» Work instructions
Rewrite the part of the records that opens with the line containing "the dirt ground" and runs through the end of the records, replacing "leafy bush" with "green shrub" and leaving everything else unchanged.
§ §
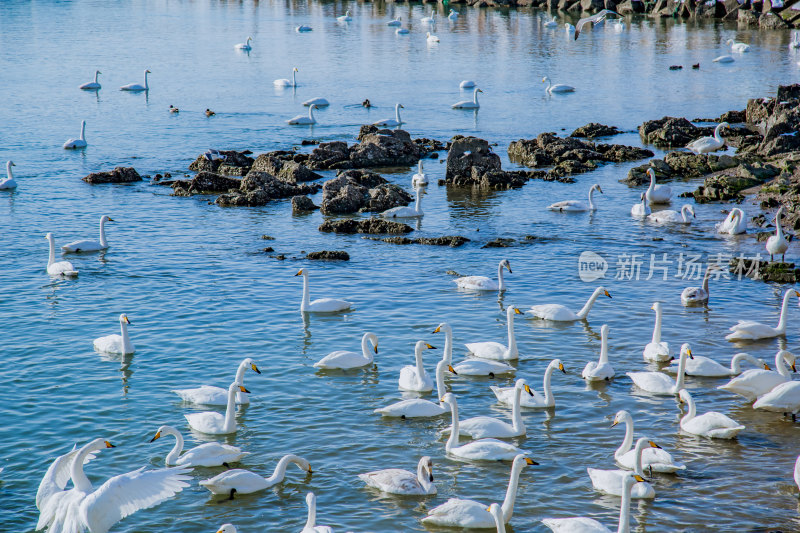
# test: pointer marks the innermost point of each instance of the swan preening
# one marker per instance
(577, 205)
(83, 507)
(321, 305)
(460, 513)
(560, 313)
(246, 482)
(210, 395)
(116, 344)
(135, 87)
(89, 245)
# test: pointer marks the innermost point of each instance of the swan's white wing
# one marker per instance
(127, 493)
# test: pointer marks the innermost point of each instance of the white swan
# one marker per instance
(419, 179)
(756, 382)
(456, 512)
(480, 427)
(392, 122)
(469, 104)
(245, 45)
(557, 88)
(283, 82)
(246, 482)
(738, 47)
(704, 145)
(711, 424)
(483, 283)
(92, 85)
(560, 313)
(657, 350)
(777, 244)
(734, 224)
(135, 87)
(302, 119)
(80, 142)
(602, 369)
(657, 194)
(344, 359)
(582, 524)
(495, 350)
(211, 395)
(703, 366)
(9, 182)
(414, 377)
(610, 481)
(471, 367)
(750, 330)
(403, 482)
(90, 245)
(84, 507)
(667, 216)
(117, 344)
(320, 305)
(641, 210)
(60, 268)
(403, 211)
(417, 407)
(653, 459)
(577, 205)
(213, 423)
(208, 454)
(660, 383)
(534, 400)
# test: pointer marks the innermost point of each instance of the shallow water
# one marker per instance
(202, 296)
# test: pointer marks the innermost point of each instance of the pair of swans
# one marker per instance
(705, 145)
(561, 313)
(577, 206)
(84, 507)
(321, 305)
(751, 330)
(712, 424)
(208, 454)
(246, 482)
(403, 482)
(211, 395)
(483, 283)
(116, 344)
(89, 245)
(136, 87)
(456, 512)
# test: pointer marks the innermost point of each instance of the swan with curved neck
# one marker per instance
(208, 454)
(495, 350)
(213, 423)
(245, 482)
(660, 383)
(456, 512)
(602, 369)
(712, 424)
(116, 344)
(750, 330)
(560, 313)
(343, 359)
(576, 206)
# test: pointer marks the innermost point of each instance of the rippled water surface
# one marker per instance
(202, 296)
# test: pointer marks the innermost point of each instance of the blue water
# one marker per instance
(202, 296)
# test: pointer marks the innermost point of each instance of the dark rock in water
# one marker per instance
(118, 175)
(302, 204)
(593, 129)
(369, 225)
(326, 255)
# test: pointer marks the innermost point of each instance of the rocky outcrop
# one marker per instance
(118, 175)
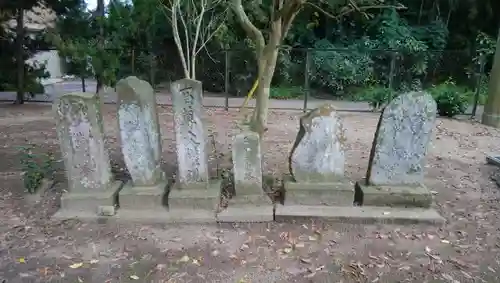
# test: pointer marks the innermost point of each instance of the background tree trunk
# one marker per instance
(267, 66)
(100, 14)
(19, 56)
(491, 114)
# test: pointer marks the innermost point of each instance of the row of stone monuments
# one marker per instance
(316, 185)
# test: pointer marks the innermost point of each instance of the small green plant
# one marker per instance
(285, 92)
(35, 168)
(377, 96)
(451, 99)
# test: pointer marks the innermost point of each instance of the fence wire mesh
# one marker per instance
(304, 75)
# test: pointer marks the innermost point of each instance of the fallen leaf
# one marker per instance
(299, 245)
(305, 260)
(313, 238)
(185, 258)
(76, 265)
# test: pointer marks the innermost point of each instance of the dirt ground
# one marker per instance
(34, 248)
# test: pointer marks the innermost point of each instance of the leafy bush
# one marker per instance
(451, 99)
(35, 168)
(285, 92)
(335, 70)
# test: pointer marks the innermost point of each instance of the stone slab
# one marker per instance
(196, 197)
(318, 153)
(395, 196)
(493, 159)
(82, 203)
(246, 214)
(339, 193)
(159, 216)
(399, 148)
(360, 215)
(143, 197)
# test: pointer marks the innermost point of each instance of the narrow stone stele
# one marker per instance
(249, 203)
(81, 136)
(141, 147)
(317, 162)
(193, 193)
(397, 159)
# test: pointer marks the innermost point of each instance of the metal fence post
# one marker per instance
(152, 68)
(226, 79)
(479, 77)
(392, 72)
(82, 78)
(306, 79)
§ §
» Answer in full
# test: pointer marks the innermost point of each instance of the dirt ground
# one marker per instance
(34, 248)
# test: pointer marks the innermost point of each instance of the green shrub
# one marker per instance
(451, 99)
(35, 168)
(285, 92)
(335, 70)
# test: pointer marks the innermost point of each instance of the stone slab
# one marker per instance
(196, 197)
(318, 153)
(395, 196)
(493, 159)
(82, 203)
(246, 214)
(339, 193)
(159, 216)
(399, 148)
(360, 215)
(143, 197)
# test: pointer marks the innermost point of each instance of the narrow stone stele
# one marker per instance
(249, 203)
(81, 136)
(141, 147)
(317, 162)
(193, 193)
(397, 159)
# test: pointer marks the innermost point of each instance of the metal fence post
# one marker per instance
(152, 68)
(226, 79)
(479, 77)
(392, 72)
(82, 78)
(306, 79)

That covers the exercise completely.